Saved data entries

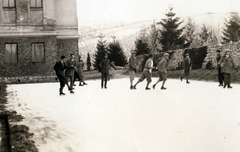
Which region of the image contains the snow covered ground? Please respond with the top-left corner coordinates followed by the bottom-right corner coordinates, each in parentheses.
top-left (5, 78), bottom-right (240, 152)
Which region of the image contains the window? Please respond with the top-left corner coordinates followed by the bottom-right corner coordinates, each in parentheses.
top-left (3, 0), bottom-right (15, 8)
top-left (30, 0), bottom-right (42, 8)
top-left (32, 43), bottom-right (45, 62)
top-left (5, 43), bottom-right (18, 62)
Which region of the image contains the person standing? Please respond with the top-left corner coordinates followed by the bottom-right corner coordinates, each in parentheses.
top-left (219, 50), bottom-right (238, 88)
top-left (128, 50), bottom-right (137, 89)
top-left (65, 53), bottom-right (77, 90)
top-left (180, 53), bottom-right (192, 84)
top-left (76, 58), bottom-right (87, 86)
top-left (53, 55), bottom-right (74, 95)
top-left (153, 53), bottom-right (169, 90)
top-left (99, 53), bottom-right (116, 89)
top-left (133, 54), bottom-right (154, 90)
top-left (216, 50), bottom-right (224, 86)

■ **WHAT IS NEEDED**
When you output the entries, keep each line exactly as it is and leave out any pictures.

■ **RESULT OF THE TASK**
Which region of the image contains the snow covered ground? Please respond with the top-left corner coordinates followed by the bottom-right corner coordinates, each in parentheses.
top-left (5, 78), bottom-right (240, 152)
Which region of the image contains the window? Please respond with the top-left corner coordinates followed by the bottom-right corner coordinates, each in parentheses.
top-left (3, 0), bottom-right (15, 8)
top-left (30, 0), bottom-right (42, 8)
top-left (32, 43), bottom-right (45, 62)
top-left (5, 43), bottom-right (18, 62)
Which region of the image contains the person standing? Please respond with the top-left corner coordinates followed by the bottom-right corner coordinates, each in parentheses.
top-left (219, 50), bottom-right (238, 88)
top-left (128, 50), bottom-right (137, 89)
top-left (65, 53), bottom-right (77, 90)
top-left (180, 53), bottom-right (192, 84)
top-left (76, 58), bottom-right (87, 86)
top-left (53, 55), bottom-right (74, 95)
top-left (153, 53), bottom-right (169, 90)
top-left (99, 53), bottom-right (116, 89)
top-left (133, 54), bottom-right (154, 90)
top-left (216, 50), bottom-right (224, 86)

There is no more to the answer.